• **Task goal**:
Your answer should be only the lines below from the one with "Phrase: front door" to the one with "Phrase: maroon sedan", repeated exactly, ends included.

(Data entries)
****
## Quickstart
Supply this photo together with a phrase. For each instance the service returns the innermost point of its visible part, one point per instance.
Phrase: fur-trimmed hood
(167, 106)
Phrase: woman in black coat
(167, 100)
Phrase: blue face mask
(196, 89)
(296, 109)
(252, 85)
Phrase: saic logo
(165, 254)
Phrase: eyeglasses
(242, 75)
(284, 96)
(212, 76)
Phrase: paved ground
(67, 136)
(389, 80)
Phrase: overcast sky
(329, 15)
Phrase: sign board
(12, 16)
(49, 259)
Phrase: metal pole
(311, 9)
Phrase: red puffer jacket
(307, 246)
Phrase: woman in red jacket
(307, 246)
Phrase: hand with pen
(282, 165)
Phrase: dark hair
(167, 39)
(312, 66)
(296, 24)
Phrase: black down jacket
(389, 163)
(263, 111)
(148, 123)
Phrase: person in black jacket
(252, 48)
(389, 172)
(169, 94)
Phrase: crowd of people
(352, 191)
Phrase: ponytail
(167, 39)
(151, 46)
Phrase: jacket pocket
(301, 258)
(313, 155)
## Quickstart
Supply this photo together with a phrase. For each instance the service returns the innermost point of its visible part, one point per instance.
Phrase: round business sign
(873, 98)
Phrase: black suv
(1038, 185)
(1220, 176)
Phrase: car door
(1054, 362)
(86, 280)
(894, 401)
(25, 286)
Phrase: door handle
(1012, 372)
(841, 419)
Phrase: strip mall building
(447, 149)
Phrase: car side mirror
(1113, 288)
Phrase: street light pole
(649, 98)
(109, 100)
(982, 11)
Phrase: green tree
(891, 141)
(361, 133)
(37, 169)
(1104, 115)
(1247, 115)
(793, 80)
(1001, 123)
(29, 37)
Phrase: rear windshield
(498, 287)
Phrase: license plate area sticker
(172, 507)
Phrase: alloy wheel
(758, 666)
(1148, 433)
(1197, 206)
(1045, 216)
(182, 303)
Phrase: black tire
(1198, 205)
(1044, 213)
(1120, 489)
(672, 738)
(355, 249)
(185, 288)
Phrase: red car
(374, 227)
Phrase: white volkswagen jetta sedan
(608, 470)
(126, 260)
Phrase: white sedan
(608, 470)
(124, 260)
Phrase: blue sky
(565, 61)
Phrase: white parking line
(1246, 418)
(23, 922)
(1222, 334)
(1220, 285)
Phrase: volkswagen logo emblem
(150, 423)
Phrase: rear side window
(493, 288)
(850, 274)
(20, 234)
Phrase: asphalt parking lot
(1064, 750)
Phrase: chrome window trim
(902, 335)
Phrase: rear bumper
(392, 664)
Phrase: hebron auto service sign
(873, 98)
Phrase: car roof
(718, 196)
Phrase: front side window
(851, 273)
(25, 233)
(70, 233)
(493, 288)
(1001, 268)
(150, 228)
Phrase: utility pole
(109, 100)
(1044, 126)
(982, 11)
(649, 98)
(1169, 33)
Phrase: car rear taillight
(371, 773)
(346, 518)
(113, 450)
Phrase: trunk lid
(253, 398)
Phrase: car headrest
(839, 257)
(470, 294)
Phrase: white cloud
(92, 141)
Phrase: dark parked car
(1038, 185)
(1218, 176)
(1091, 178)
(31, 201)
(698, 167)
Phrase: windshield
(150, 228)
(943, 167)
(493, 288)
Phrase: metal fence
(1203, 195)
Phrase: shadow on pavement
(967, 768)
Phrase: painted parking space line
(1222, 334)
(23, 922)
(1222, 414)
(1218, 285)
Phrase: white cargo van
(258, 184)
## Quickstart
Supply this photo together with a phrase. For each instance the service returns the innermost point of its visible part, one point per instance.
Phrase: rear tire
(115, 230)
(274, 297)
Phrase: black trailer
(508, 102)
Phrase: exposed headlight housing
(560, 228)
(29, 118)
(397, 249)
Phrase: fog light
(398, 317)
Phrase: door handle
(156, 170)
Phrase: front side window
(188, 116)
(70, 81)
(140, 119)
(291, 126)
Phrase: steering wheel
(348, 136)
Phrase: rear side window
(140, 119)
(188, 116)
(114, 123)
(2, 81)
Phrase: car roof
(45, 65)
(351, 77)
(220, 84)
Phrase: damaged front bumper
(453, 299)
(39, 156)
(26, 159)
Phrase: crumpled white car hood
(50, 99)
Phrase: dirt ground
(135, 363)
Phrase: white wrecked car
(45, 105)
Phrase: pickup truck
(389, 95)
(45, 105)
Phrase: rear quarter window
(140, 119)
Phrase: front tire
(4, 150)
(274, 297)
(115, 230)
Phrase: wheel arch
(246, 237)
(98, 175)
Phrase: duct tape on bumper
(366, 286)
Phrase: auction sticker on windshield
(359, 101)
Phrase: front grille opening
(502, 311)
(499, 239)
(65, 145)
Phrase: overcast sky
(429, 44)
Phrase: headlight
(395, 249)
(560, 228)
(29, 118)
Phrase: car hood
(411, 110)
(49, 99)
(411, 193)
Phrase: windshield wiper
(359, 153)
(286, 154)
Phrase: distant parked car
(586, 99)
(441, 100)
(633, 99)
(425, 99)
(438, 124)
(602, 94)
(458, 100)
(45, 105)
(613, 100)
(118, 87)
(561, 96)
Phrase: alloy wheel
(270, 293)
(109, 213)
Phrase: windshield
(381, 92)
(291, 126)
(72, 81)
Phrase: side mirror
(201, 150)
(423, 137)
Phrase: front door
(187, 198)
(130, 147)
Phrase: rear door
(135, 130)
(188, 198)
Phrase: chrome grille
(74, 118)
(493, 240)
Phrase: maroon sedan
****
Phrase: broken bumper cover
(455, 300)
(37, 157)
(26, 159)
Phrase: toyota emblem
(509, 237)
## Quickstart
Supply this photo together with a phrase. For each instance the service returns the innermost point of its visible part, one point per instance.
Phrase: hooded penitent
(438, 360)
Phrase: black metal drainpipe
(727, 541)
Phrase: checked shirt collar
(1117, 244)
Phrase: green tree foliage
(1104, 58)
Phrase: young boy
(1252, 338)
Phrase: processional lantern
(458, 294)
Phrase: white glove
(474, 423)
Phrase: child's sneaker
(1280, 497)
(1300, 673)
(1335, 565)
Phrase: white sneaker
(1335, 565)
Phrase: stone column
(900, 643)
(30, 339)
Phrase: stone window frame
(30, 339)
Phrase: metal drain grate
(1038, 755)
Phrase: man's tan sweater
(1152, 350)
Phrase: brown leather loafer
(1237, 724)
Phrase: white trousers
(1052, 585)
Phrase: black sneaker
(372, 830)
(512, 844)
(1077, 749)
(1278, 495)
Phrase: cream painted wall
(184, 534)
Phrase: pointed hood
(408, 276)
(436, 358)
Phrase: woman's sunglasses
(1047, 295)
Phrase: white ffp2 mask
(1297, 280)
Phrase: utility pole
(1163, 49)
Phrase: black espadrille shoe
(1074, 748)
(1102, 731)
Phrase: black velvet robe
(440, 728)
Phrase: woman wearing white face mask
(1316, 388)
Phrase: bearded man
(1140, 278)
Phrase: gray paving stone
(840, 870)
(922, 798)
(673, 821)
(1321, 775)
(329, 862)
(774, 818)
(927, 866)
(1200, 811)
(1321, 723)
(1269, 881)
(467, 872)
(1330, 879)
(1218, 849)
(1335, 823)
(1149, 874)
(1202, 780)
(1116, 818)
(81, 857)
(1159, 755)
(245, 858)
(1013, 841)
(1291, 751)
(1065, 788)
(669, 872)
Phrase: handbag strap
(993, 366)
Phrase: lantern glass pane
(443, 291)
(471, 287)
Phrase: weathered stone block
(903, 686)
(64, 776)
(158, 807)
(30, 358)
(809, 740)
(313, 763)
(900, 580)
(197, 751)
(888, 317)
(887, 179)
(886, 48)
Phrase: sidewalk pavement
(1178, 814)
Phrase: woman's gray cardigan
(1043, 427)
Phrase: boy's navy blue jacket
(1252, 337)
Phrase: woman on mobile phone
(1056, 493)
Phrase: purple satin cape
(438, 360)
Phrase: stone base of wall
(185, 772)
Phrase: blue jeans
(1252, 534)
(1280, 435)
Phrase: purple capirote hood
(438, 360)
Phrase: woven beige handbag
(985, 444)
****
• **Result of this task**:
Phrase: front door
(187, 198)
(130, 147)
Phrase: rear door
(135, 130)
(188, 198)
Phrase: chrome grille
(74, 118)
(493, 240)
Phrase: maroon sedan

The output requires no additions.